_PASSAGE TO READ_

==============================

The Berlin Airlift was one of the biggest logistical nightmares of the Cold War. Lasting over a year, it consisted of more than 250,000 flights landing at the Tempelhof Airport in Berlin to bring over 2 million tons of supplies to the struggling citizens of East Berlin.
It all started at the end of World War II when Germany’s territories were split up amongst the United States, Great Britain, France, and the Soviet Union. The capital city of Berlin was located deep within the territory allotted to the Soviet Union, but the city itself was actually separated into four sections, one for each country. At first, things were going well, but soon the relationship between the United States and the Soviet Union rapidly deteriorated.
By 1948 things had taken a terrible turn for the worse. The Soviets decided they wanted to try and push the British, French and Americans out of Berlin by essentially trying to starve out the people living in West Berlin. In June of 1948, the Soviets began what would eventually be called the Berlin Blockade, where they shut down all traffic heading into the area. The famous Autobahn was shut down, all rail and barge traffic was blocked off making it almost impossible for the Allies to provide the citizens occupying the area with provisions like food and fuel.
There were said to be more than a million people in West Berlin at the time so this was a major issue that had to be dealt with very delicately. Some of the Allied government and military officials wanted to respond with force, which surely would have resulted in a massive war between two superpowers that could have escalated into a nuclear situation very quickly.

==============================

_DATA FOR REVIEW_

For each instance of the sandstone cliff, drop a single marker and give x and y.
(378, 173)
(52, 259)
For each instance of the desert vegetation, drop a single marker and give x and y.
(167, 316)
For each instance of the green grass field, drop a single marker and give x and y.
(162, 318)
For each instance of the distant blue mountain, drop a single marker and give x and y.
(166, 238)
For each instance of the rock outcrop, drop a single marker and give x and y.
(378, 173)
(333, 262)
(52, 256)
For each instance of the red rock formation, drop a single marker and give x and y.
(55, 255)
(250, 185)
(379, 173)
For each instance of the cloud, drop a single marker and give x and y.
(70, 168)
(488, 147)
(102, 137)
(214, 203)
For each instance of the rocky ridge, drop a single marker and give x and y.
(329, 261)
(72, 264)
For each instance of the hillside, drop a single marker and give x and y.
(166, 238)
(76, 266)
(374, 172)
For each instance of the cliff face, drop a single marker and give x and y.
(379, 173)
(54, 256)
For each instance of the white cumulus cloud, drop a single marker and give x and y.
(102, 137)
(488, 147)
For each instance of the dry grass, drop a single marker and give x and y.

==============================

_BRIEF A_
Reproduce the stretch of the Berlin Airlift passage from "By 1948 things" through "food and fuel." without any changes.
_BRIEF B_
According to the Berlin Airlift passage, which countries divided Germany's territories at the end of World War II?
_BRIEF C_
In the Berlin Airlift passage, when did the Soviets begin the Berlin Blockade?

_EXERCISE RESULT A_
By 1948 things had taken a terrible turn for the worse. The Soviets decided they wanted to try and push the British, French and Americans out of Berlin by essentially trying to starve out the people living in West Berlin. In June of 1948, the Soviets began what would eventually be called the Berlin Blockade, where they shut down all traffic heading into the area. The famous Autobahn was shut down, all rail and barge traffic was blocked off making it almost impossible for the Allies to provide the citizens occupying the area with provisions like food and fuel.

_EXERCISE RESULT B_
United States
Great Britain
France
Soviet Union

_EXERCISE RESULT C_
June 1948.